(SUPPLIED RECORDS):
○ ○ ○ ○ ○

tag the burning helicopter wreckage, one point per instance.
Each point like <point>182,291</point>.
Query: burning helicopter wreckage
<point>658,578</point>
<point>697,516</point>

○ ○ ○ ○ ○

(REQUIRED TASK): Rewrite the entries above, putting "aircraft" wherever "helicopter" appears and changing nothing else.

(WRITTEN ANSWER):
tag the burning aircraft wreckage, one point per instance.
Each point like <point>182,291</point>.
Query: burning aircraft wreckage
<point>658,578</point>
<point>697,516</point>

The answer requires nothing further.